- **EXTRACT TO READ**:

A GUIDE TO NEAT NUPTIALS

HOW TO ORGANIZE THE PERFECT HINDU MARRIAGE CEREMONY

By Tara Katir, Kapaa, Hawai

The Hindu marriage ceremony, vivaha samskara, is the most auspicious event of married life. Celebrating marriage’s central purpose–the mutual spiritual unfoldment of man and wife–the vivaha elevates a secular institution to a noble spiritual ideal. Alas, for Hindus growing up outside India the perfect wedding may be a blur of confusing possibilities. Fortunately, Meenal Atul Pandya has written a nifty little book just for those who are nuptially challenged, Vivah, Design a Perfect Hindu Wedding (104 pages, MeeRa Publications, us$24.95).

Pandya’s primary focus is on understanding the inner perspective of the samskara, or ceremony. The basic features of a marriage ceremony, with clear explanations and several color photos highlighting specific segments, furnish an excellent overview. The basic procedures of the Vedic marriage ritual have remained essentially the same throughout India for thousands of years, while unique regional styles and customs have also develped. This diversity bestows a rich variety, which is an integral aspect of the Hindu way of life. Several pages of Vivah are devoted to explaining Punjabi, Marathi, Gujarati, Tamil, Kashmiri and Bengali rituals. Sikh and Jain ceremonial practices are included as well to illustrate the close ties to the Vedic heritage.

- **STORED RECORDS**:
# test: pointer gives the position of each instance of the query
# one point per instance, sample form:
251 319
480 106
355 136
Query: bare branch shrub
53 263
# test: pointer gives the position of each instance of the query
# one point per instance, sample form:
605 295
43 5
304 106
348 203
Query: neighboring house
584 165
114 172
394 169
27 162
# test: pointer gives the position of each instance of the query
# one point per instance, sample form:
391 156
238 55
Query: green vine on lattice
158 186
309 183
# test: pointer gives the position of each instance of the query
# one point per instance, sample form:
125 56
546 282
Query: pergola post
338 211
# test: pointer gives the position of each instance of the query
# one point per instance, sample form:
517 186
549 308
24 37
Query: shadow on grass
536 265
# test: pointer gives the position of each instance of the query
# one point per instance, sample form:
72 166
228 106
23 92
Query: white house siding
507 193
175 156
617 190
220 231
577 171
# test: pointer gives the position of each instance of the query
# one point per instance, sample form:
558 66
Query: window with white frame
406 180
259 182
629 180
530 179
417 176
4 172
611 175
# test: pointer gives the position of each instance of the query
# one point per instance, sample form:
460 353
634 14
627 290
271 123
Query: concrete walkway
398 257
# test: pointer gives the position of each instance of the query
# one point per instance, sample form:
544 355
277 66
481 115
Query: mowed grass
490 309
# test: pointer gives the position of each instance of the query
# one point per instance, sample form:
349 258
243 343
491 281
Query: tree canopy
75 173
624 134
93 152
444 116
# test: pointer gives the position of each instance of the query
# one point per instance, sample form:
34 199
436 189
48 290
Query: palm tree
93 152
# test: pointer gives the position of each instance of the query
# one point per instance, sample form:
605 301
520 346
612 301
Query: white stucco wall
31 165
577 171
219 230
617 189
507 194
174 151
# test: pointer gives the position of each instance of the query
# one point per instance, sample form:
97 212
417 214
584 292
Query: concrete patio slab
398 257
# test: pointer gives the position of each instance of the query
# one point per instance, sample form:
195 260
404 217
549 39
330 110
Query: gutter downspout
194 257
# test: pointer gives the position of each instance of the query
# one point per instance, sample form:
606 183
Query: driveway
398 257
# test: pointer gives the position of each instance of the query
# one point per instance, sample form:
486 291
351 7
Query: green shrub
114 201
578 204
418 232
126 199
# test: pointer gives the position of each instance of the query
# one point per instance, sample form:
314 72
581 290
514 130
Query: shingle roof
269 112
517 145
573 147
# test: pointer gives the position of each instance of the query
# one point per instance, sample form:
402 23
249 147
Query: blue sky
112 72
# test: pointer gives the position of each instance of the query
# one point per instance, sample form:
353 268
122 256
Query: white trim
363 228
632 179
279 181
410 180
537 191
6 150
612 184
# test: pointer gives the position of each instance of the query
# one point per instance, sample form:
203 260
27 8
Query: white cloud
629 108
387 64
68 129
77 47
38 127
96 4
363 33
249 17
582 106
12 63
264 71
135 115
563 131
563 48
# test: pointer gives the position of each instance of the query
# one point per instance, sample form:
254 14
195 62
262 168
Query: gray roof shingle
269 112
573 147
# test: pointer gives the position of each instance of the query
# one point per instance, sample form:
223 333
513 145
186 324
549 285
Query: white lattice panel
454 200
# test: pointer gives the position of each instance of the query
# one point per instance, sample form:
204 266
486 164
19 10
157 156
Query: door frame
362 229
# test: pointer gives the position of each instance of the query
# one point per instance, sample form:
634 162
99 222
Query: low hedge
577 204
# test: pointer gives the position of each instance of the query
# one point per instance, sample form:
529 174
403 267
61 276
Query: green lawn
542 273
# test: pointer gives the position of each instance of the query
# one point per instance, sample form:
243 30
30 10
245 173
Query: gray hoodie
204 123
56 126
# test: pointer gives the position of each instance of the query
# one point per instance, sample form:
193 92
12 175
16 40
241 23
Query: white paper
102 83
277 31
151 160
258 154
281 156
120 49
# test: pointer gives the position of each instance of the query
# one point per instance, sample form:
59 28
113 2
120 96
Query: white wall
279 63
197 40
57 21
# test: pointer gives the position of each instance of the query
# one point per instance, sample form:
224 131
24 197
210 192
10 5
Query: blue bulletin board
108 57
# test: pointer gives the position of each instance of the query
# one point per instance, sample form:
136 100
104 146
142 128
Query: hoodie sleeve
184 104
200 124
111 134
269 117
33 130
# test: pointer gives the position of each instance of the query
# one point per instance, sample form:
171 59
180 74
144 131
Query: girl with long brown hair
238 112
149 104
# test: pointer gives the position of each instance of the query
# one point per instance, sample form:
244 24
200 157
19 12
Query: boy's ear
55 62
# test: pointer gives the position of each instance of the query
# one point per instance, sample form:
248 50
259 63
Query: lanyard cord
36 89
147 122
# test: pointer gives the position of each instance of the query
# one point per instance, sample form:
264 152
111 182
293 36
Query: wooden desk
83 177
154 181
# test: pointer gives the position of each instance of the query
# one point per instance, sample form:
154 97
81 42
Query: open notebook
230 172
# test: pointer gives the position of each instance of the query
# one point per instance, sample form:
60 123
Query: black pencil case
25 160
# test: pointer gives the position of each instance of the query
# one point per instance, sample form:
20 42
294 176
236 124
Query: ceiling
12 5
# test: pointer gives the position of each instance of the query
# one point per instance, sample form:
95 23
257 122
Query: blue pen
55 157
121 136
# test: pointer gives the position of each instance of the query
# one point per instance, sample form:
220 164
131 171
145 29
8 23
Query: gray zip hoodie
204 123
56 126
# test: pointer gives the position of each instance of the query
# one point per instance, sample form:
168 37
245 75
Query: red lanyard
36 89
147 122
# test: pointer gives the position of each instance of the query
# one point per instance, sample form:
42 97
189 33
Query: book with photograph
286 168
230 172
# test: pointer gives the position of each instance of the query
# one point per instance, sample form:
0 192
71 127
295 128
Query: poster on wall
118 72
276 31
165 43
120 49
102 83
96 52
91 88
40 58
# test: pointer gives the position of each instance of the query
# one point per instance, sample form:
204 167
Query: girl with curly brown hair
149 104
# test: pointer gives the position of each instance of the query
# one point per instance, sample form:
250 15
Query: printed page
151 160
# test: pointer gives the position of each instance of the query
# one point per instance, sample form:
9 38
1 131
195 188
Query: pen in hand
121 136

- **YOUR TASK**: List the regional rituals that the wedding guide article says several pages of the book are devoted to explaining. The entries play no part in what follows.

- **OUTPUT FOR THIS EXERCISE**: Punjabi, Marathi, Gujarati, Tamil, Kashmiri and Bengali